(Excerpt provided):
Figure 4. TNT_ABM increased NGF production and PGP9.5⁺ nerve fibers in skin of db/db mice.

(A) Immunostaining of TuJ1⁺ fibers in skin. (B) Quantitation of TuJ1⁺ fiber length per mm epidermis. (n = 6) (C) Tissue NGF was quantified by ELISA. (n = 9,10), *P < 0.01. Immunostaining of NGF in epidermis 4 weeks (D) or 9 weeks (F) post-TNT_ABM. Quantification of the IHC images (E, 4 weeks & G, 9 weeks). (n = 5–6), *P < 0.05. (H) Immunostaining indicated increased number of PGP9.5⁺ fibers (white arrowheads) in skin. (I) Quantification of the number of PGP9.5⁺ fibers per mm epidermis length. Data are mean ± SE (n = 4), *P < 0.01. (J) Isotype control and (K) no primary antibody yielded no signal. White dashed lines indicate epidermal and dermal junction.

(Record set):

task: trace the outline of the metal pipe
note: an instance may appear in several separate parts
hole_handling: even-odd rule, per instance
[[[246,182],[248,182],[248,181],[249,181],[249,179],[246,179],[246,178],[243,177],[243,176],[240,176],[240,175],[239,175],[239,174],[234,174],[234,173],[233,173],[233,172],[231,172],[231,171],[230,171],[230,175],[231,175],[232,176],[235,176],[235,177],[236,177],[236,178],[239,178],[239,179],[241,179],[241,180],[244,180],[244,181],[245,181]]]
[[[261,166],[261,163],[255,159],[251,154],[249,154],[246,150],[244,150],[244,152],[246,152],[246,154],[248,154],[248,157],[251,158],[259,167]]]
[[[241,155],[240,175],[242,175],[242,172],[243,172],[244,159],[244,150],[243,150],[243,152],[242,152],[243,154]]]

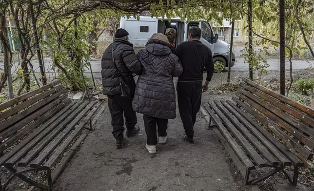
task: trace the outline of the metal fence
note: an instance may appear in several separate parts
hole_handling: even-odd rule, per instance
[[[10,28],[11,28],[11,29]],[[19,38],[17,30],[14,27],[7,27],[8,39],[11,51],[20,51],[21,47],[21,42]],[[2,43],[0,41],[0,51],[3,52]]]

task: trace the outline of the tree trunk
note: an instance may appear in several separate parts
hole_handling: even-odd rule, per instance
[[[314,52],[313,51],[313,49],[311,46],[311,45],[308,41],[308,40],[306,39],[306,35],[304,33],[304,29],[303,29],[303,26],[302,25],[302,23],[301,23],[300,19],[299,18],[299,6],[300,5],[300,3],[301,3],[301,1],[302,1],[302,0],[299,0],[297,2],[297,3],[296,4],[296,7],[295,7],[295,18],[296,19],[297,23],[298,24],[299,27],[300,27],[300,30],[301,30],[301,32],[302,33],[302,35],[303,37],[303,39],[304,40],[304,42],[305,42],[305,43],[307,45],[308,48],[309,48],[309,50],[310,50],[310,52],[311,52],[311,54],[312,55],[312,56],[313,57],[314,57]]]
[[[253,56],[253,35],[252,33],[252,0],[249,0],[248,12],[249,13],[249,67],[250,71],[250,79],[253,80],[253,70],[252,68],[252,59]]]
[[[32,22],[33,22],[33,28],[34,30],[34,38],[35,39],[35,47],[37,51],[37,57],[39,62],[39,69],[40,69],[40,74],[41,75],[41,81],[43,85],[47,84],[47,79],[45,75],[44,67],[43,63],[42,63],[42,58],[41,57],[41,52],[40,51],[40,47],[38,38],[38,32],[37,32],[37,26],[36,25],[36,19],[35,18],[35,13],[34,12],[34,7],[33,5],[29,5],[30,12],[31,17],[32,18]]]
[[[91,44],[89,49],[89,55],[97,54],[97,41],[98,40],[98,30],[97,28],[99,22],[96,20],[93,22],[93,30],[91,31],[89,34],[89,42]]]
[[[232,61],[232,48],[234,44],[234,33],[235,31],[235,21],[232,21],[231,25],[231,38],[230,39],[230,53],[229,55],[229,63],[228,64],[228,76],[227,77],[227,82],[230,83],[230,73],[231,73],[231,62]]]
[[[29,45],[29,42],[28,39],[26,38],[25,35],[26,33],[23,33],[21,29],[20,25],[20,20],[19,19],[19,7],[21,7],[21,5],[18,3],[17,5],[16,9],[14,10],[14,6],[13,3],[10,4],[11,11],[13,14],[14,20],[15,21],[15,24],[18,30],[18,33],[19,34],[19,38],[21,43],[21,47],[20,50],[20,54],[21,56],[22,62],[21,63],[21,68],[23,70],[23,77],[24,78],[23,85],[20,87],[18,92],[18,96],[20,96],[21,93],[23,91],[24,87],[26,88],[26,92],[28,92],[30,90],[30,73],[28,71],[28,59],[27,57],[29,53],[30,47]],[[22,13],[23,14],[23,13]],[[28,13],[27,13],[28,14]],[[23,24],[22,24],[22,25]],[[33,55],[31,56],[32,57]],[[36,78],[36,76],[35,76]]]
[[[285,95],[285,0],[279,0],[279,47],[280,47],[280,94]]]
[[[5,14],[1,16],[1,26],[0,26],[0,38],[3,51],[3,72],[1,76],[0,81],[0,92],[4,86],[7,80],[8,80],[8,93],[9,98],[12,99],[14,97],[13,87],[12,85],[12,78],[11,73],[11,62],[12,59],[12,55],[8,39],[8,31],[6,27],[6,18]]]

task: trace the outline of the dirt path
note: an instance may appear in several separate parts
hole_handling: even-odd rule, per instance
[[[150,155],[144,148],[142,116],[139,134],[115,148],[108,108],[59,178],[63,191],[239,191],[241,185],[214,131],[202,118],[196,125],[196,144],[181,140],[179,116],[169,122],[166,145]]]

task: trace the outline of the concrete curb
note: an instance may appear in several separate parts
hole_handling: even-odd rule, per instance
[[[204,117],[206,120],[206,121],[207,121],[207,123],[209,123],[209,115],[208,115],[208,114],[207,114],[206,112],[205,111],[204,108],[203,108],[203,107],[201,106],[200,107],[200,111],[204,115]],[[213,121],[212,122],[213,122]],[[207,129],[209,129],[208,128],[207,128]],[[218,129],[214,128],[213,128],[213,129],[216,133],[216,134],[217,134],[217,135],[219,137],[219,138],[221,140],[223,145],[224,146],[224,147],[226,149],[226,151],[228,152],[228,153],[229,154],[229,156],[230,156],[230,157],[231,157],[231,158],[232,159],[232,161],[233,163],[235,164],[235,165],[236,167],[236,168],[237,169],[237,170],[241,173],[242,176],[243,177],[245,177],[245,172],[246,171],[246,169],[245,168],[245,167],[242,164],[242,163],[239,159],[239,158],[238,158],[238,157],[236,156],[236,154],[234,151],[232,150],[232,148],[230,147],[230,145],[229,145],[229,143],[225,139],[223,136],[222,136],[222,134],[221,134],[219,131]],[[256,185],[250,185],[250,187],[251,187],[251,190],[252,191],[260,191],[260,189],[259,189],[259,188],[258,188],[258,187]]]

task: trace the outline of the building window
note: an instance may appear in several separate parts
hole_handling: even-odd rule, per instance
[[[216,28],[215,34],[217,34],[218,37],[223,37],[224,36],[223,30],[221,28]]]
[[[239,36],[239,29],[235,29],[234,31],[234,37],[238,37]]]
[[[148,33],[148,26],[140,26],[139,27],[139,32],[141,33]]]
[[[107,37],[114,37],[114,31],[110,29],[106,29]]]

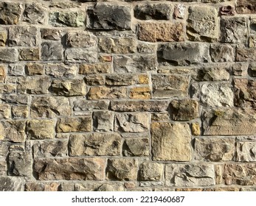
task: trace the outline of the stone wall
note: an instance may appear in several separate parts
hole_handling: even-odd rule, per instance
[[[255,77],[255,0],[1,0],[0,191],[254,191]]]

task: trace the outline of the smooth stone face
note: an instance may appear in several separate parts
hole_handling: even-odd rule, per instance
[[[151,124],[153,160],[190,161],[191,133],[187,124]]]

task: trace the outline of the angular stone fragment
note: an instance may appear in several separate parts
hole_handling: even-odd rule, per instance
[[[205,107],[232,107],[234,94],[227,84],[203,84],[201,102]]]
[[[235,105],[256,108],[256,81],[234,79]]]
[[[226,185],[255,185],[255,163],[226,164],[224,176]]]
[[[96,111],[93,113],[94,130],[96,132],[113,131],[114,113]]]
[[[160,180],[163,174],[164,166],[156,163],[143,163],[139,166],[139,180]]]
[[[154,99],[187,96],[189,88],[187,77],[153,74],[151,78]]]
[[[66,35],[66,44],[70,47],[88,48],[97,44],[97,38],[91,32],[69,32]]]
[[[15,26],[9,29],[10,46],[36,46],[38,29],[35,26]]]
[[[165,180],[168,186],[195,187],[215,184],[214,166],[210,164],[167,164]]]
[[[181,43],[162,45],[159,57],[176,65],[187,65],[210,60],[209,45],[204,43]]]
[[[69,99],[66,97],[33,97],[31,102],[31,117],[55,118],[70,116],[72,113]]]
[[[173,13],[171,5],[167,4],[146,4],[135,6],[135,18],[141,20],[170,20]]]
[[[101,52],[108,54],[128,54],[136,51],[136,40],[128,38],[100,38],[98,46]]]
[[[91,132],[91,118],[84,117],[66,117],[59,118],[57,122],[57,132]]]
[[[147,113],[117,114],[114,131],[121,132],[143,132],[150,127],[150,115]]]
[[[29,177],[32,174],[32,156],[28,152],[9,154],[9,175]]]
[[[66,157],[68,154],[68,141],[35,141],[32,151],[35,158]]]
[[[136,180],[138,160],[136,159],[110,159],[108,161],[106,177],[108,180]]]
[[[193,99],[173,100],[170,102],[170,107],[173,120],[190,121],[199,116],[198,103]]]
[[[256,132],[255,110],[206,110],[202,118],[204,135],[250,135]]]
[[[53,26],[80,27],[84,25],[84,21],[82,11],[56,11],[49,15],[49,24]]]
[[[89,29],[131,29],[131,10],[129,6],[97,3],[87,10]]]
[[[139,24],[138,38],[151,42],[184,41],[183,28],[181,23],[142,22]]]
[[[38,159],[34,171],[39,180],[103,180],[105,160],[94,158]]]
[[[41,59],[44,61],[63,60],[63,46],[59,42],[43,42]]]
[[[125,156],[148,156],[150,152],[149,139],[126,139],[124,143],[122,149]]]
[[[18,78],[17,90],[19,93],[48,93],[51,79],[48,77],[36,76]]]
[[[187,124],[151,124],[153,160],[189,161],[191,159],[191,133]]]
[[[53,80],[50,90],[60,96],[86,95],[86,84],[83,79]]]
[[[97,53],[85,49],[67,49],[65,50],[65,61],[94,63],[97,61]]]
[[[24,180],[20,177],[0,177],[0,191],[22,191]]]
[[[235,138],[196,138],[196,159],[214,162],[232,161],[235,157]]]
[[[27,122],[27,132],[29,139],[54,138],[55,121],[53,120],[29,120]]]
[[[218,12],[215,8],[203,7],[189,8],[187,35],[190,40],[215,41],[218,37]]]
[[[0,2],[0,24],[17,24],[21,15],[21,4]]]
[[[69,145],[70,156],[119,156],[122,146],[117,133],[72,135]]]
[[[107,88],[104,86],[91,87],[89,91],[89,99],[123,99],[127,96],[125,88]]]
[[[17,49],[0,48],[0,63],[13,63],[18,61]]]
[[[45,23],[46,17],[46,8],[39,4],[26,4],[25,10],[23,13],[23,21],[30,24]]]
[[[25,121],[0,121],[0,140],[15,143],[25,141]]]

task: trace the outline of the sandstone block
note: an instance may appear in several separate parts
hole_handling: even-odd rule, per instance
[[[138,160],[136,159],[110,159],[108,161],[108,180],[136,180]]]
[[[102,158],[38,159],[34,163],[39,180],[104,180],[105,160]]]
[[[147,113],[117,114],[114,131],[122,132],[143,132],[149,129],[150,115]]]
[[[153,160],[189,161],[191,159],[191,133],[187,124],[151,124]]]
[[[117,133],[72,135],[70,156],[120,156],[121,136]]]

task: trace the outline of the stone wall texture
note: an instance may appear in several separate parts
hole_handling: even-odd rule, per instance
[[[255,190],[255,0],[0,1],[0,191]]]

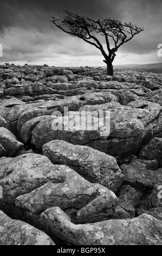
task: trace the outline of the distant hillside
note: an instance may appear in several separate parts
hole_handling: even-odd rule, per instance
[[[162,73],[162,63],[152,63],[148,64],[126,64],[116,65],[114,66],[115,69],[129,69],[132,70],[142,70],[146,72],[152,72],[153,73]]]

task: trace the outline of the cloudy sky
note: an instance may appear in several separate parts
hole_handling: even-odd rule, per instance
[[[144,32],[119,48],[114,65],[162,62],[157,54],[162,44],[161,0],[0,0],[0,63],[104,65],[99,50],[50,22],[51,16],[63,14],[63,9],[144,27]],[[102,43],[105,46],[103,37]]]

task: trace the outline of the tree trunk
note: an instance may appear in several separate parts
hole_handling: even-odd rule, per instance
[[[113,66],[111,61],[106,62],[107,64],[107,75],[113,76],[114,74]]]

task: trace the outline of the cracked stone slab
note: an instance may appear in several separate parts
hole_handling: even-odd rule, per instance
[[[122,183],[123,175],[115,157],[89,147],[56,140],[43,145],[43,154],[53,163],[67,164],[89,182],[113,192],[118,191]]]
[[[44,232],[0,210],[0,245],[55,245]]]
[[[133,219],[109,220],[94,223],[72,223],[60,208],[43,212],[44,228],[63,240],[78,245],[160,245],[162,221],[142,214]]]

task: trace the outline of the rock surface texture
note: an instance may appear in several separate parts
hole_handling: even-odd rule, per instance
[[[0,245],[162,245],[162,75],[0,66]]]

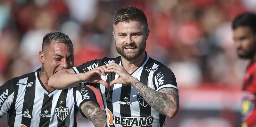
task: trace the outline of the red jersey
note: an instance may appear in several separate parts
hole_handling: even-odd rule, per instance
[[[256,62],[248,66],[243,82],[242,127],[256,126]]]
[[[247,67],[244,79],[243,90],[256,94],[256,62]]]

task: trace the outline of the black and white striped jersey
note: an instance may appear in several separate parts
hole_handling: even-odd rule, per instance
[[[91,61],[73,68],[77,73],[84,73],[113,62],[122,66],[121,60],[120,57],[104,58]],[[157,91],[167,87],[178,90],[175,77],[171,70],[148,55],[131,75]],[[109,83],[119,76],[115,73],[110,73],[106,76],[102,76],[101,78]],[[91,85],[98,88],[101,94],[107,114],[109,126],[164,126],[166,116],[151,107],[138,91],[130,85],[116,84],[108,89],[100,84]]]
[[[84,86],[49,92],[39,78],[40,69],[0,87],[0,117],[8,114],[9,127],[76,126],[78,107],[88,101],[97,103],[93,91]]]

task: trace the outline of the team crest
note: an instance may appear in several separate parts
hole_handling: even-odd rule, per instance
[[[64,120],[69,114],[69,108],[63,108],[61,106],[55,108],[55,114],[60,120]]]
[[[148,105],[148,103],[145,101],[142,96],[139,93],[137,94],[137,99],[138,99],[138,101],[141,105],[145,107]]]

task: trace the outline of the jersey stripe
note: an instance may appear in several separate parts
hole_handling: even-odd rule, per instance
[[[142,71],[142,74],[141,75],[140,78],[141,80],[140,81],[144,83],[146,85],[148,86],[148,79],[149,79],[149,80],[150,80],[150,78],[149,78],[148,77],[150,73],[147,71],[145,70],[146,67],[148,67],[147,66],[146,66],[144,67],[143,68],[143,71]],[[140,101],[141,104],[143,104],[143,105],[141,104],[140,104],[139,105],[141,117],[145,117],[151,116],[151,107],[148,104],[146,103],[146,101],[144,100],[144,99],[139,99],[140,97],[142,98],[142,96],[138,95],[138,96],[137,97],[138,98],[138,101]],[[143,102],[142,102],[142,101],[143,101]],[[146,122],[145,124],[146,124]],[[148,126],[152,127],[152,126],[150,125]]]
[[[68,89],[73,89],[72,88],[69,88]],[[73,90],[70,90],[68,91],[68,94],[67,94],[67,97],[65,100],[66,106],[67,107],[70,107],[69,109],[69,111],[70,113],[69,113],[68,114],[68,116],[67,116],[67,118],[73,118],[75,116],[75,106],[73,106],[74,104],[75,103],[75,102],[73,99],[70,99],[69,98],[72,98],[73,97]],[[76,119],[75,119],[75,121],[76,121]],[[70,124],[74,123],[74,119],[66,119],[65,125],[68,125],[69,126],[71,126],[73,125],[73,124],[71,125]]]
[[[28,81],[28,77],[21,79],[20,80],[19,82],[27,83]],[[21,115],[23,113],[25,115],[27,116],[27,113],[24,113],[24,111],[22,109],[23,107],[23,102],[24,102],[24,96],[25,95],[25,92],[26,91],[26,86],[24,85],[19,85],[19,91],[18,95],[17,95],[17,98],[16,102],[15,103],[15,108],[16,110],[16,116],[15,117],[15,123],[14,126],[18,126],[19,124],[21,123]],[[25,112],[26,113],[26,112]]]
[[[73,118],[74,119],[76,120],[77,117],[77,114],[78,113],[78,112],[79,111],[79,108],[76,106],[77,105],[77,102],[76,101],[76,92],[77,90],[76,89],[74,89],[74,88],[72,88],[72,91],[73,91],[73,97],[74,98],[74,108],[75,109],[75,112],[76,113],[76,114],[74,115]],[[74,121],[74,126],[75,127],[76,127],[77,126],[77,121],[75,120]]]
[[[18,81],[13,81],[13,84],[16,84]],[[9,110],[9,116],[8,119],[8,125],[10,127],[14,126],[14,123],[15,121],[15,118],[16,117],[16,110],[15,109],[15,103],[17,98],[18,92],[19,92],[19,87],[14,87],[14,96],[13,100],[12,103],[11,108]]]
[[[8,86],[8,101],[4,102],[4,107],[0,109],[1,114],[8,113],[8,126],[17,127],[22,123],[28,127],[76,126],[78,110],[75,105],[78,103],[77,100],[81,98],[74,99],[76,97],[72,88],[48,91],[40,81],[39,71],[12,79],[5,83],[8,85],[4,84],[0,87],[0,89],[4,91],[3,93],[7,95],[5,88]],[[62,100],[63,103],[60,104]],[[0,101],[0,104],[1,103]],[[64,118],[67,115],[66,119],[60,122],[55,109],[61,106],[68,108],[69,111],[62,112],[62,115],[58,115]]]
[[[113,73],[111,73],[109,74],[108,74],[108,77],[107,78],[107,80],[106,81],[107,82],[108,82],[109,83],[110,82],[110,81],[112,80],[113,80],[113,79],[114,79],[114,78],[113,78],[114,77],[114,76],[115,76],[115,74],[114,74]],[[114,100],[113,100],[113,98],[112,98],[112,97],[113,96],[112,94],[113,94],[113,89],[114,89],[114,88],[115,87],[115,86],[114,86],[114,85],[110,87],[109,88],[107,89],[107,88],[105,88],[105,93],[106,93],[106,95],[105,95],[106,96],[105,96],[105,97],[106,98],[106,103],[105,104],[104,104],[106,105],[107,107],[107,109],[109,110],[110,112],[111,113],[112,113],[112,114],[113,115],[114,115],[114,113],[113,112],[113,104],[112,103],[112,102],[114,102],[113,101],[114,101]],[[106,98],[107,97],[107,95],[108,96],[107,96],[108,99],[107,99]],[[106,111],[106,113],[107,114],[108,114],[108,113],[109,113],[108,112],[108,111]],[[110,120],[108,119],[108,120]],[[110,127],[115,126],[114,124],[113,124],[112,125],[109,125],[109,126]]]
[[[51,109],[53,96],[49,97],[46,94],[44,95],[43,106],[41,108],[41,113],[39,114],[39,116],[41,117],[39,123],[39,126],[40,127],[49,126],[51,115],[51,115]]]
[[[120,106],[120,115],[121,116],[131,117],[131,108],[128,104],[121,104],[120,103],[130,102],[131,86],[128,84],[122,84],[121,88],[120,98],[119,103]]]
[[[30,125],[31,118],[33,112],[34,103],[31,102],[33,102],[35,99],[35,90],[36,88],[36,84],[35,83],[36,81],[35,78],[35,74],[32,74],[29,78],[28,78],[27,86],[24,86],[24,87],[26,87],[26,88],[25,88],[26,92],[23,102],[21,123],[27,126],[29,126]],[[30,86],[31,85],[32,86]],[[26,111],[27,112],[27,115],[24,113]],[[25,115],[24,115],[24,114]]]

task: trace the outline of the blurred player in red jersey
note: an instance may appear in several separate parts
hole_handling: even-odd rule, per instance
[[[238,56],[250,60],[243,82],[242,127],[256,127],[256,15],[239,16],[232,27]]]

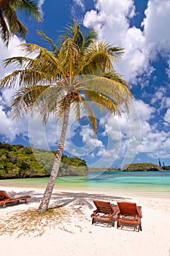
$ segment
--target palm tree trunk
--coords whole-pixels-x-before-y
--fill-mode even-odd
[[[58,151],[56,153],[55,159],[54,160],[54,164],[52,168],[50,180],[48,181],[47,186],[46,187],[45,192],[44,193],[43,197],[40,203],[40,205],[37,209],[37,213],[42,213],[47,210],[51,195],[55,186],[55,180],[58,176],[58,170],[60,167],[60,164],[61,161],[61,157],[63,151],[64,142],[66,135],[66,129],[69,118],[70,105],[72,100],[72,94],[68,94],[66,100],[66,109],[63,116],[63,122],[61,133],[60,142],[58,144]]]

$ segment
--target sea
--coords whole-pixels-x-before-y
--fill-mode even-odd
[[[0,187],[45,189],[49,178],[0,180]],[[90,171],[87,176],[58,177],[55,189],[98,193],[121,193],[170,198],[170,170]]]

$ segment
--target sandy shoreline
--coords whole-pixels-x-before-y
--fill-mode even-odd
[[[8,214],[30,208],[37,208],[44,189],[0,187],[11,195],[30,195],[28,204],[20,204],[0,208],[0,222]],[[90,214],[95,207],[93,200],[108,200],[112,203],[125,200],[142,206],[142,231],[136,232],[129,228],[117,229],[106,225],[91,225]],[[98,192],[58,191],[55,189],[52,206],[63,206],[70,211],[69,218],[65,218],[62,227],[46,227],[42,236],[27,234],[17,238],[18,230],[12,236],[1,236],[1,249],[3,255],[28,256],[47,255],[58,256],[128,256],[128,255],[170,255],[170,203],[169,198],[135,196],[135,195],[104,195]],[[1,222],[0,222],[1,223]]]

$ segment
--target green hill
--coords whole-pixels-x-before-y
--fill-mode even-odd
[[[49,176],[55,153],[0,143],[0,178]],[[85,176],[87,173],[85,160],[62,156],[58,176]]]
[[[139,162],[136,164],[130,164],[124,165],[122,170],[126,171],[150,171],[150,170],[163,170],[163,168],[152,162]]]

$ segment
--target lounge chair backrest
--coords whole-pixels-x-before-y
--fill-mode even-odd
[[[138,214],[135,203],[117,202],[117,206],[122,215],[135,216],[136,214]]]
[[[94,200],[93,203],[96,206],[98,212],[109,214],[112,211],[112,206],[109,202]]]
[[[5,191],[0,190],[0,201],[9,198],[11,198],[11,197]]]

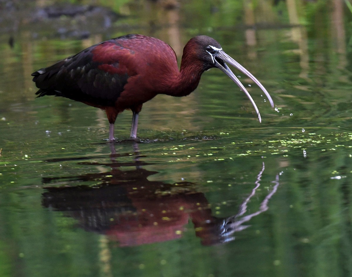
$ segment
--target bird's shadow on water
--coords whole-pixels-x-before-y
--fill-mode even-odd
[[[115,144],[111,145],[114,147]],[[151,164],[140,161],[145,156],[139,155],[138,143],[133,142],[132,145],[133,159],[130,162],[121,162],[118,159],[131,156],[131,153],[117,154],[115,151],[112,152],[109,162],[77,163],[109,169],[103,172],[43,177],[42,181],[46,186],[42,194],[43,206],[64,212],[65,216],[76,219],[82,228],[105,234],[111,241],[118,242],[120,246],[179,238],[189,218],[202,244],[213,245],[233,240],[235,232],[249,227],[244,223],[268,209],[269,201],[279,185],[277,175],[258,210],[247,212],[247,204],[260,185],[265,169],[263,162],[253,189],[240,205],[238,211],[226,217],[217,217],[212,215],[213,211],[204,194],[197,189],[199,184],[185,181],[170,184],[148,180],[149,176],[158,172],[143,168]],[[84,184],[92,181],[94,185]],[[80,183],[78,185],[77,183]]]

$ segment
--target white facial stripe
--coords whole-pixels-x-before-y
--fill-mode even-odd
[[[218,52],[218,51],[221,51],[222,50],[222,48],[218,48],[217,47],[215,47],[215,46],[213,46],[211,45],[209,45],[207,47],[210,47],[212,48],[212,49],[214,51],[216,51],[216,52]],[[206,50],[206,51],[207,50]],[[210,56],[212,57],[212,60],[213,61],[213,63],[215,64],[215,59],[214,59],[214,57],[213,55],[213,54],[209,51],[207,51],[207,52],[208,52],[208,53],[209,55],[210,55]]]
[[[215,51],[219,51],[222,50],[222,47],[221,48],[218,48],[217,47],[215,47],[215,46],[212,46],[211,45],[209,45],[209,47],[211,47],[213,50],[214,50]]]
[[[207,50],[206,50],[206,51]],[[212,57],[212,60],[213,61],[213,63],[215,63],[215,61],[214,60],[214,57],[213,56],[213,55],[212,55],[212,54],[210,52],[208,52],[208,51],[207,51],[207,52],[208,52],[208,54],[210,55],[210,56]]]

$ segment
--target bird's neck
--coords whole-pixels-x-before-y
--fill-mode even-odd
[[[204,71],[202,64],[189,61],[188,57],[184,55],[182,57],[179,72],[169,81],[169,89],[164,94],[172,96],[186,96],[197,87]]]

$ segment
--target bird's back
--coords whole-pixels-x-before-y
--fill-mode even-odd
[[[175,53],[167,44],[130,35],[94,45],[32,75],[40,89],[38,97],[63,96],[101,107],[115,105],[131,77],[147,73],[152,82],[157,71],[175,74],[177,70]]]

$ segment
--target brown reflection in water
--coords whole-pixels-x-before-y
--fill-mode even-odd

(Assigned task 1): In the figure caption about TNT_ABM in db/db mouse skin, what do the white dashed lines indicate?
(Assigned task 2): Copy the part of the figure caption about TNT_ABM in db/db mouse skin starting at "(A) Immunostaining of" and ending at "and dermal junction.".
(Assigned task 3): Proceed with the figure caption about TNT_ABM in db/db mouse skin, picking up after its final sentence.
The material is not needed for anything here.

(Result 1): They indicate the epidermal and dermal junction.

(Result 2):
(A) Immunostaining of TuJ1⁺ fibers in skin. (B) Quantitation of TuJ1⁺ fiber length per mm epidermis. (n = 6) (C) Tissue NGF was quantified by ELISA. (n = 9,10), *P < 0.01. Immunostaining of NGF in epidermis 4 weeks (D) or 9 weeks (F) post-TNT_ABM. Quantification of the IHC images (E, 4 weeks & G, 9 weeks). (n = 5–6), *P < 0.05. (H) Immunostaining indicated increased number of PGP9.5⁺ fibers (white arrowheads) in skin. (I) Quantification of the number of PGP9.5⁺ fibers per mm epidermis length. Data are mean ± SE (n = 4), *P < 0.01. (J) Isotype control and (K) no primary antibody yielded no signal. White dashed lines indicate epidermal and dermal junction.

(Result 3):
Discussion

In vivo reprogramming often relies on implantation of limited number of cells reprogrammed in vitro.^15,16 Such approach is often in conflict with the host immune system.^17,18 Topical TNT mediated in vivo reprogramming offers the advantage that cells are converted within the live body under immune surveillance.⁸ Should successful cell conversion be achieved in vivo, it may be safely assumed that such reprogramming happened only after successful negotiation with the local immune system. Thus, such process of in vivo cell reprogramming is more likely to generate sustainable results with translational significance.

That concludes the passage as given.